• [INSTRUCTIONS TO FOLLOW] Count how many lines of the items contain the string "neck" and give only that number.

***

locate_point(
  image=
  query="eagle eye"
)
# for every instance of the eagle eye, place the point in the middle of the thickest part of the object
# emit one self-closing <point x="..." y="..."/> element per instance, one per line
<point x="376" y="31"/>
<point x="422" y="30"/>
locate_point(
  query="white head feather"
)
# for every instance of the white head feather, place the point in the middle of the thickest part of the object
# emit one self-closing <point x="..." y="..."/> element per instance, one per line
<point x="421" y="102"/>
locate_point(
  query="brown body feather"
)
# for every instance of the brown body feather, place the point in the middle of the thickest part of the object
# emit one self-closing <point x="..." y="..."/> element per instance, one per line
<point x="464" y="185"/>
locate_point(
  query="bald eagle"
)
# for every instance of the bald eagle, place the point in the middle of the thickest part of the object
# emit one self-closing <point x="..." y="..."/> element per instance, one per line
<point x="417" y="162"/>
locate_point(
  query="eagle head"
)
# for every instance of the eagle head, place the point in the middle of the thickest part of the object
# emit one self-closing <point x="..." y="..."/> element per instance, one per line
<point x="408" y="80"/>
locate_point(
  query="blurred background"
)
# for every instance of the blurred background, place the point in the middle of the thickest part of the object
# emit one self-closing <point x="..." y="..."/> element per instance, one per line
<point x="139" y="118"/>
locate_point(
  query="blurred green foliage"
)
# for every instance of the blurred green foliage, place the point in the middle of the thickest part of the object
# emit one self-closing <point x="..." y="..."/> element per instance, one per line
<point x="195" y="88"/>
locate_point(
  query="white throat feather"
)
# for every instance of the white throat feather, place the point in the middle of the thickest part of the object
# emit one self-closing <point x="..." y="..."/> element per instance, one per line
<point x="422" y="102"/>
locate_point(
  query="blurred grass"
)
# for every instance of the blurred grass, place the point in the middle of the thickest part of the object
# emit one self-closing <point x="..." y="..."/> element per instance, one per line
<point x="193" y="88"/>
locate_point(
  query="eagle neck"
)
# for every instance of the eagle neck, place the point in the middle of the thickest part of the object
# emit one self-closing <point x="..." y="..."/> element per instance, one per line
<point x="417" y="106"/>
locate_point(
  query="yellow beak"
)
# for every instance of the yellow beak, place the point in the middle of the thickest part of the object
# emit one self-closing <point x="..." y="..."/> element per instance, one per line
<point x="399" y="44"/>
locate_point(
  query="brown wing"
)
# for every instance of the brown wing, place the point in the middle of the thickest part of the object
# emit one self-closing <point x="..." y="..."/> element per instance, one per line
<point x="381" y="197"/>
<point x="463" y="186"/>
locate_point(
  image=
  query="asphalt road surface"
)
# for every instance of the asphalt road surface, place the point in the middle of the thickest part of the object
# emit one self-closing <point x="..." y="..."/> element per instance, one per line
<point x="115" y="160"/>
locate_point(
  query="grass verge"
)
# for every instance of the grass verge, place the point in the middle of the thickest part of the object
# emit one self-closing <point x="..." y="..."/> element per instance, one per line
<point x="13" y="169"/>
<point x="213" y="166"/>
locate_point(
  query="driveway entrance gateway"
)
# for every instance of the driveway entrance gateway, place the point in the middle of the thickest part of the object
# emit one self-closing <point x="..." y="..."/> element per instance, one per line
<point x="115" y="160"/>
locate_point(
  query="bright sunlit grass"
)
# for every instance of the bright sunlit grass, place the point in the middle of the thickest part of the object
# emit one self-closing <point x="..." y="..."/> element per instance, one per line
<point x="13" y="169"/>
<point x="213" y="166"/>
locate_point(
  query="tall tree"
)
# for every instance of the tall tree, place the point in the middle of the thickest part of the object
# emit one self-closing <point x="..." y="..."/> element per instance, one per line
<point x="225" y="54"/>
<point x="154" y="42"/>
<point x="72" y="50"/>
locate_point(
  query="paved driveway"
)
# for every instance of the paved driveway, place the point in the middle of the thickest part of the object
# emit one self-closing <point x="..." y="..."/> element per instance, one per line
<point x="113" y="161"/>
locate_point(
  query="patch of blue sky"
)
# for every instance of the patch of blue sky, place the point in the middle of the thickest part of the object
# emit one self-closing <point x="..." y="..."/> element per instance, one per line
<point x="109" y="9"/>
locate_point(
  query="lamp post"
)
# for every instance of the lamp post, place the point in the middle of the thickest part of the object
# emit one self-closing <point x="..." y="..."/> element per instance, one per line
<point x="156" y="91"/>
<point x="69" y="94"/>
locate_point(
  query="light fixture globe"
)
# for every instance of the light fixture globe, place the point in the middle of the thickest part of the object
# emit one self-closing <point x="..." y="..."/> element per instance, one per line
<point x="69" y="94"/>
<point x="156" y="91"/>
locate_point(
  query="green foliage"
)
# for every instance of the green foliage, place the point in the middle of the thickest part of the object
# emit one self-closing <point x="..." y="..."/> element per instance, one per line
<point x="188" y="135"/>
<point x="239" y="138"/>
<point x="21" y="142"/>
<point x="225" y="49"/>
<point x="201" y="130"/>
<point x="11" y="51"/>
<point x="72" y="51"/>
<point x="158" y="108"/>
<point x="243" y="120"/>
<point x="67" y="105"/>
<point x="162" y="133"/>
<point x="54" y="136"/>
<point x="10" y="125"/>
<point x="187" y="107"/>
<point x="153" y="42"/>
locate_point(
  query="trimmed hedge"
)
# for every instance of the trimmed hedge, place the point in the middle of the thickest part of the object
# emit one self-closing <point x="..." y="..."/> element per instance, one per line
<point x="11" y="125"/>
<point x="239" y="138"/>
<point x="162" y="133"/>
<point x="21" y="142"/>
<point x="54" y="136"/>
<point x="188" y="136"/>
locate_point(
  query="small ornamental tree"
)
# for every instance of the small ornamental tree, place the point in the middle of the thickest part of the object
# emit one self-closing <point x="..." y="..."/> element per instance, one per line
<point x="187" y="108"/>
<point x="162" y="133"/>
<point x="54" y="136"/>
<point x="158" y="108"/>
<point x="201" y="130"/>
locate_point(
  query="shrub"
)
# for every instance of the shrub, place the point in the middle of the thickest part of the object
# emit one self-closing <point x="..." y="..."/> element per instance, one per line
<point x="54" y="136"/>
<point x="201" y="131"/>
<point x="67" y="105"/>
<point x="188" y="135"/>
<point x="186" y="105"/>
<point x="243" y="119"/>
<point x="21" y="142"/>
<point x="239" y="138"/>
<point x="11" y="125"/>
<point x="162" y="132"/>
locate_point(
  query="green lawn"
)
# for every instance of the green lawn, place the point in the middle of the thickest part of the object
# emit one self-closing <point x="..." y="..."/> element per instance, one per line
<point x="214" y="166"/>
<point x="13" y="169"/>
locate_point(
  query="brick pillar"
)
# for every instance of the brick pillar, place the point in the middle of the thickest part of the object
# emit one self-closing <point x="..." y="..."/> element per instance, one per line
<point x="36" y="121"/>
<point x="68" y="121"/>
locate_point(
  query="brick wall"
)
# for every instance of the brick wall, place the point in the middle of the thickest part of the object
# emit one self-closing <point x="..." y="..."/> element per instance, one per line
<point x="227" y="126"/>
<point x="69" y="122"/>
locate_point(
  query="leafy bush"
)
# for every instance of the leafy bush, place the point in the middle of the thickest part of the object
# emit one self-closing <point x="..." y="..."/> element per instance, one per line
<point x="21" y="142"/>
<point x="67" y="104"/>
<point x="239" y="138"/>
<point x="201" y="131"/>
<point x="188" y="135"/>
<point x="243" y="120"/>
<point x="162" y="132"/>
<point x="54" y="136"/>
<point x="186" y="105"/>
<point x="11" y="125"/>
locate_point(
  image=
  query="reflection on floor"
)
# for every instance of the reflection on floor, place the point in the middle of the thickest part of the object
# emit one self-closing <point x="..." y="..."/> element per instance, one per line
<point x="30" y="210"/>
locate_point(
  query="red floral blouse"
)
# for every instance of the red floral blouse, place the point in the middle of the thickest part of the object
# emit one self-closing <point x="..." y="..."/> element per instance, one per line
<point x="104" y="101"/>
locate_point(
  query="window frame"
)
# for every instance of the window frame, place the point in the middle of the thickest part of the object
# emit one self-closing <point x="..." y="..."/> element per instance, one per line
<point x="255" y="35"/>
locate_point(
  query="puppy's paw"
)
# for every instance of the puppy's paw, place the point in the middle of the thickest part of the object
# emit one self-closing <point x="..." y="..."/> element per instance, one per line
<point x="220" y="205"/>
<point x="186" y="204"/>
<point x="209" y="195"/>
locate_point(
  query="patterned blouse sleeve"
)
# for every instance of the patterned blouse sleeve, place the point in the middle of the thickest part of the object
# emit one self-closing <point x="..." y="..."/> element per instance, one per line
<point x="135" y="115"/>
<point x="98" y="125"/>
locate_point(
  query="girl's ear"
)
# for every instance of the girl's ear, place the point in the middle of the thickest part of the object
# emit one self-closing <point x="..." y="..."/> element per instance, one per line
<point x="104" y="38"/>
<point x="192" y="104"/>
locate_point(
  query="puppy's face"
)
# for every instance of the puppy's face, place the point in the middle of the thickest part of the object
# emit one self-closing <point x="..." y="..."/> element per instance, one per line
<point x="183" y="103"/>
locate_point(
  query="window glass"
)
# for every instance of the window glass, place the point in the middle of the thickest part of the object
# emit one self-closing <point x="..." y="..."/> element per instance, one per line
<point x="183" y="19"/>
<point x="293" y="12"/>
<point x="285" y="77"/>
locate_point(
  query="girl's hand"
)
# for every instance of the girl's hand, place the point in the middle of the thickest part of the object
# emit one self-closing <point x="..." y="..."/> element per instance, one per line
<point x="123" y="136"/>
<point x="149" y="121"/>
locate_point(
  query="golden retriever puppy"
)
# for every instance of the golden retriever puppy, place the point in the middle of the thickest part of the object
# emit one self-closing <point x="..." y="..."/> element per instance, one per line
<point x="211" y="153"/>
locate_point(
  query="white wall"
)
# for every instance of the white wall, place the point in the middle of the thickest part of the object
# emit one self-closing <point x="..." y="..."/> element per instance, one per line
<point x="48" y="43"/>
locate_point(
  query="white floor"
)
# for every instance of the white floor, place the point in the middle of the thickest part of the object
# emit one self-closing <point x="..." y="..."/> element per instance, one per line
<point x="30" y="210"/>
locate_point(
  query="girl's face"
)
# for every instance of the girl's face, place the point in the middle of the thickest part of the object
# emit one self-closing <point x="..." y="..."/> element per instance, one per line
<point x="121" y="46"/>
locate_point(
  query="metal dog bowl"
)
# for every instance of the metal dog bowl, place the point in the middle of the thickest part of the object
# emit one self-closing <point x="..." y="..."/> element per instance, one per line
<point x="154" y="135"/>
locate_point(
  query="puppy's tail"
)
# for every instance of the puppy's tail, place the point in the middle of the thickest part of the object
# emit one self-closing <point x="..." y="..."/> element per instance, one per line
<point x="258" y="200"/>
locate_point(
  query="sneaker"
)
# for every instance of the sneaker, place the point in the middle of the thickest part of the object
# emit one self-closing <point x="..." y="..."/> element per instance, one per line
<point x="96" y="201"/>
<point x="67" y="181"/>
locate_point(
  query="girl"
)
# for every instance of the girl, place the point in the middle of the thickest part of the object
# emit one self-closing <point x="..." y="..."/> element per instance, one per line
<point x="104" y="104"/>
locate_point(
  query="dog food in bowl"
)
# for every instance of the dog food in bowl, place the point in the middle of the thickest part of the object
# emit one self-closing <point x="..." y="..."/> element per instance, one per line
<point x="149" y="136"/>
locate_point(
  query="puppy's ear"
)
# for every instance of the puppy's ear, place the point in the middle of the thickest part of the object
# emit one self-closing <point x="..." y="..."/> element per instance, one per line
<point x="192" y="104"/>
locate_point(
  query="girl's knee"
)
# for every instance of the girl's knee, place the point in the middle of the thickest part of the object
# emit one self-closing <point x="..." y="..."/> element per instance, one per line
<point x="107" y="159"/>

***

• [EXERCISE RESPONSE] 2